## Set exercise:
Please copy out the records below with "even-odd" swapped for "nonzero" everywhere it occurs. Keep everything else the same.

## Stored data:
----

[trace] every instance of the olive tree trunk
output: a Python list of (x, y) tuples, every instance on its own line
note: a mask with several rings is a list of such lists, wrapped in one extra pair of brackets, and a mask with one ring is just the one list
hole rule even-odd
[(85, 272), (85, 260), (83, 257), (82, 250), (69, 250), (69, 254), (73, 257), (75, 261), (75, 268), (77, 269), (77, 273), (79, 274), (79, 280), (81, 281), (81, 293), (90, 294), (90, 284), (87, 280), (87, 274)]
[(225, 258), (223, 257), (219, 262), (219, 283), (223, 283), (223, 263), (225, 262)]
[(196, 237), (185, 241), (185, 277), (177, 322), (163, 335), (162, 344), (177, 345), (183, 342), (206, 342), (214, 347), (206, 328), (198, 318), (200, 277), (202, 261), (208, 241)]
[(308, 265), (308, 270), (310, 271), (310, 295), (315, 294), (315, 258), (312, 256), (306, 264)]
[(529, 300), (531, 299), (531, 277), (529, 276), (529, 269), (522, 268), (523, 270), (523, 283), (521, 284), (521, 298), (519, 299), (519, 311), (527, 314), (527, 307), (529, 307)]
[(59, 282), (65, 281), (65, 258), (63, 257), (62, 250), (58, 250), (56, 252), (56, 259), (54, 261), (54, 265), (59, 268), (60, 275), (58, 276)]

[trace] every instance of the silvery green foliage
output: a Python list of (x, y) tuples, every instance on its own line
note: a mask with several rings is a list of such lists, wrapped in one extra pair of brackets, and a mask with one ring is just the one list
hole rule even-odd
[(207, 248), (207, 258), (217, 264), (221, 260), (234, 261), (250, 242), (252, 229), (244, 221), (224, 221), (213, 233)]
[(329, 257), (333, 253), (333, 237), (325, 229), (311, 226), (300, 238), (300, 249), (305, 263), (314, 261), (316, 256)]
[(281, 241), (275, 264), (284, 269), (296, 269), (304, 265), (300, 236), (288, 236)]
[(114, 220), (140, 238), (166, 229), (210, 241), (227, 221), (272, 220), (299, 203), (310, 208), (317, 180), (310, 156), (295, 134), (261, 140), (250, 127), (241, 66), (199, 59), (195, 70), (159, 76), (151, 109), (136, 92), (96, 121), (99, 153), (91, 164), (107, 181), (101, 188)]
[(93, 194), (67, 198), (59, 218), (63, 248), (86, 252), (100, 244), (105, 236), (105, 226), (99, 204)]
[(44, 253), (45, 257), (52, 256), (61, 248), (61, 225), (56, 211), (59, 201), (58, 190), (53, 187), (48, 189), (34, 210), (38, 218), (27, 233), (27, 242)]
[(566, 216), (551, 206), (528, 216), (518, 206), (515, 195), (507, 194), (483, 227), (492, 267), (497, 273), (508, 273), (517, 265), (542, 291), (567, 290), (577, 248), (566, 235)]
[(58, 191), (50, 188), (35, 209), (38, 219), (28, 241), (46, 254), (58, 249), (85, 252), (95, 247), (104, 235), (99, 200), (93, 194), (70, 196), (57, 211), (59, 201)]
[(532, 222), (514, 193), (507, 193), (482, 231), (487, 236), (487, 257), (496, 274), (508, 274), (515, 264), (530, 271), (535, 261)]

----

## Task response:
[trace] every instance of the olive tree trunk
output: a Python list of (x, y) tuples, every instance on its own line
note: a mask with several rings is a list of such lists, wrapped in one extra pair of brackets, and a mask with one ring is just the one list
hole rule nonzero
[(85, 272), (85, 260), (83, 257), (82, 250), (69, 250), (69, 254), (73, 257), (75, 261), (75, 268), (77, 269), (77, 273), (79, 274), (79, 280), (81, 281), (81, 293), (90, 294), (90, 284), (87, 280), (87, 274)]
[(225, 258), (223, 257), (219, 262), (219, 283), (223, 283), (223, 263), (225, 262)]
[(196, 237), (185, 241), (185, 277), (177, 322), (163, 335), (162, 344), (177, 345), (183, 342), (206, 342), (214, 347), (206, 328), (198, 318), (200, 277), (202, 261), (208, 241)]
[(308, 265), (308, 270), (310, 271), (310, 295), (315, 294), (315, 258), (312, 256), (306, 264)]
[(529, 300), (531, 299), (531, 277), (529, 276), (529, 269), (522, 268), (523, 270), (523, 283), (521, 284), (521, 298), (519, 299), (519, 311), (527, 314), (527, 307), (529, 307)]
[(59, 282), (65, 281), (65, 258), (63, 257), (62, 250), (58, 250), (56, 252), (56, 259), (54, 261), (54, 265), (59, 268), (60, 275), (58, 276)]

[trace] every instance of the silvery green foliage
output: a Python list of (x, y) tuples, every instance on its own line
note: a mask with several rings is a list of such lists, wrapped in one extra pair of brackets, and a mask with one ring is just the one list
hole rule nonzero
[(207, 248), (207, 258), (217, 264), (221, 260), (234, 261), (250, 242), (252, 229), (244, 221), (224, 221), (213, 233)]
[(329, 257), (333, 253), (333, 237), (325, 229), (311, 226), (300, 238), (300, 249), (305, 263), (314, 261), (316, 256)]
[(281, 241), (275, 264), (284, 269), (296, 269), (304, 265), (300, 236), (288, 236)]
[(114, 220), (140, 238), (166, 229), (210, 241), (227, 221), (272, 220), (299, 203), (310, 208), (317, 180), (310, 156), (295, 134), (261, 140), (250, 127), (241, 66), (199, 59), (195, 70), (159, 76), (151, 109), (136, 92), (96, 121), (99, 153), (91, 164), (107, 181), (101, 188)]
[(93, 194), (67, 198), (59, 218), (63, 248), (86, 252), (100, 244), (105, 236), (105, 226), (99, 204)]
[(44, 253), (45, 257), (52, 256), (61, 248), (61, 225), (56, 211), (59, 201), (58, 190), (53, 187), (48, 189), (34, 210), (38, 218), (27, 233), (27, 242)]
[(566, 216), (551, 206), (528, 216), (518, 206), (515, 195), (507, 194), (483, 227), (492, 267), (497, 273), (508, 273), (517, 265), (542, 291), (567, 290), (577, 248), (566, 235)]
[(58, 191), (50, 188), (35, 209), (38, 219), (28, 241), (46, 254), (58, 249), (85, 252), (95, 247), (104, 235), (99, 200), (93, 194), (70, 196), (57, 211), (59, 201)]
[(532, 222), (514, 193), (507, 193), (482, 231), (487, 236), (487, 257), (496, 274), (508, 274), (515, 264), (530, 271), (535, 261)]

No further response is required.